*Stored records*.
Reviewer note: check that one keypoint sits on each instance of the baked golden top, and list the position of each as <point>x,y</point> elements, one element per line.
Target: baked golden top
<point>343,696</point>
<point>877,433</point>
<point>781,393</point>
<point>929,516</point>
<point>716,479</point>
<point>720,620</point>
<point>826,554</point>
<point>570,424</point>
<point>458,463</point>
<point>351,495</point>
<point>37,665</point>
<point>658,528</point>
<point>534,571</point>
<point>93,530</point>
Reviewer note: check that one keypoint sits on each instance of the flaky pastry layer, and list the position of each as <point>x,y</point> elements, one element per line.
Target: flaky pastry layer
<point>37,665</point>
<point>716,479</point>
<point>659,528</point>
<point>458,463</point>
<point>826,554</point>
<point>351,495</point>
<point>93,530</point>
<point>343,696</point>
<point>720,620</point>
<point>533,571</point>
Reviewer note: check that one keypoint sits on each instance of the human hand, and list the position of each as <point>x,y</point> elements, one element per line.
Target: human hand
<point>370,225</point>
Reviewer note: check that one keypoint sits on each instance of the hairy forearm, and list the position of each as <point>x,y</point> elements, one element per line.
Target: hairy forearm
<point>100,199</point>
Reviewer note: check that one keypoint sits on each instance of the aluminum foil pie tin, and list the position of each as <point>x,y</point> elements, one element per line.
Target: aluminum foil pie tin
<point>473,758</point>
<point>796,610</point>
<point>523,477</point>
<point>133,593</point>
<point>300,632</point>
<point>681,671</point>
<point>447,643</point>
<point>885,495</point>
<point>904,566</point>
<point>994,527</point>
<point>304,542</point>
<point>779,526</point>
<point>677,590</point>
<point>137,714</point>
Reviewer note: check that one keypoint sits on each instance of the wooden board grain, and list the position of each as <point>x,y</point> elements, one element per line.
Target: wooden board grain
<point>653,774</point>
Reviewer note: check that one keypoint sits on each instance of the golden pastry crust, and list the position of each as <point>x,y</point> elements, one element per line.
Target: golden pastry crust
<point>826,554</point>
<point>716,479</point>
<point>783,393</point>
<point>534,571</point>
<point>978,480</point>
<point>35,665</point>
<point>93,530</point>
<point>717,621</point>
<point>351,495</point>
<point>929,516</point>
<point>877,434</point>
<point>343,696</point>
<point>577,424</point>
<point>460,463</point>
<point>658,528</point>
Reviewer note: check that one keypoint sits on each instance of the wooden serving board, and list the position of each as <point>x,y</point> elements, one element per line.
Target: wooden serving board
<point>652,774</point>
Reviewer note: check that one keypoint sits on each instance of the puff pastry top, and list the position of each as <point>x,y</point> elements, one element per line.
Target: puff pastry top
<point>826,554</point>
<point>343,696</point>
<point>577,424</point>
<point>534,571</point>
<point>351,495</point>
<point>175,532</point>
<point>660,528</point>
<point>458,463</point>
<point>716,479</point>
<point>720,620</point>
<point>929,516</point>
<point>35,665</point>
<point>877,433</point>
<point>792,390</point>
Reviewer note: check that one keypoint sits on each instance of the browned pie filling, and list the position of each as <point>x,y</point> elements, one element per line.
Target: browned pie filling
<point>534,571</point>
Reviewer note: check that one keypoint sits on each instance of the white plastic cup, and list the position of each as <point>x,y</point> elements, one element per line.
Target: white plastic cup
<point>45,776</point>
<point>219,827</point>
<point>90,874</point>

*Stated exercise*.
Could you print every line of the data above verbatim, from the first line to the last, with nothing altered or left out?

*Completed task*.
Reviewer note: check that one keypoint sits on each instance of the baked golden top, and list the position of each as <point>x,y</point> elements, one element per line.
Target: baked golden top
<point>343,696</point>
<point>877,433</point>
<point>781,393</point>
<point>929,516</point>
<point>716,479</point>
<point>720,620</point>
<point>826,554</point>
<point>570,424</point>
<point>458,463</point>
<point>351,495</point>
<point>37,665</point>
<point>658,528</point>
<point>534,571</point>
<point>93,530</point>
Reviewer note: check that one keypoint sits on each instance of the flaky pastry layer, and list the position of each as <point>x,y</point> elements, one element per line.
Target: flaky pastry layer
<point>37,665</point>
<point>716,479</point>
<point>659,528</point>
<point>458,463</point>
<point>826,554</point>
<point>351,495</point>
<point>93,530</point>
<point>343,696</point>
<point>720,620</point>
<point>533,571</point>
Reviewer note: check that one keypoint sits on each instance of the human hand, and list the position of each as <point>x,y</point> elements, one element per line.
Target: human hand
<point>370,225</point>
Reviewer note: check that one keypoint sits on each instance of the hairy forearm, and list the position of each as <point>x,y</point> elements, one element per line.
Target: hairy forearm
<point>100,199</point>
Reviewer note: check that one keypoint sits on each instance of the aluminum foil pie tin, and list the position of each as <point>x,y</point> elements, one element per line.
Target: aluminum foil pie tin
<point>473,758</point>
<point>796,610</point>
<point>523,477</point>
<point>133,593</point>
<point>300,632</point>
<point>681,671</point>
<point>447,643</point>
<point>885,495</point>
<point>904,566</point>
<point>994,527</point>
<point>304,542</point>
<point>779,526</point>
<point>677,590</point>
<point>137,714</point>
Reviewer note: check that one keypoint sits on each instance of the wooden board grain, and list the position of each as <point>x,y</point> elements, one element per line.
Target: wooden board grain
<point>653,774</point>
Reviewer note: check that one keypoint sits on each instance of the golden pastry crust, and list the position of each as <point>x,y</point> elements, one element per line.
Target: golden pastry crust
<point>826,554</point>
<point>716,479</point>
<point>783,393</point>
<point>534,571</point>
<point>978,480</point>
<point>35,665</point>
<point>93,530</point>
<point>717,621</point>
<point>351,495</point>
<point>929,516</point>
<point>877,434</point>
<point>343,696</point>
<point>577,424</point>
<point>460,463</point>
<point>658,528</point>
Reviewer note: check that one keypoint sits on each instance of the wooden serving board, and list the position of each as <point>x,y</point> elements, one element per line.
Target: wooden serving board
<point>652,774</point>
Reviewer note: check that one keypoint sits on each instance of the puff pastry top, and list the position of each as <point>x,y</point> elements, one element per line.
Target: puff pastry top
<point>826,554</point>
<point>343,696</point>
<point>577,424</point>
<point>534,571</point>
<point>351,495</point>
<point>175,532</point>
<point>660,528</point>
<point>458,463</point>
<point>716,479</point>
<point>720,620</point>
<point>929,516</point>
<point>35,665</point>
<point>877,433</point>
<point>792,390</point>
Reviewer note: check that one keypoint sits on each instance of the browned pie filling, and list the position of each as <point>x,y</point> elements, one element per line.
Target: browned pie filling
<point>534,571</point>
Reviewer note: check that one keypoint sits on each instance of the white plastic cup, and list the position of each as <point>x,y</point> elements, one element per line.
Target: white plastic cup
<point>45,776</point>
<point>219,827</point>
<point>90,874</point>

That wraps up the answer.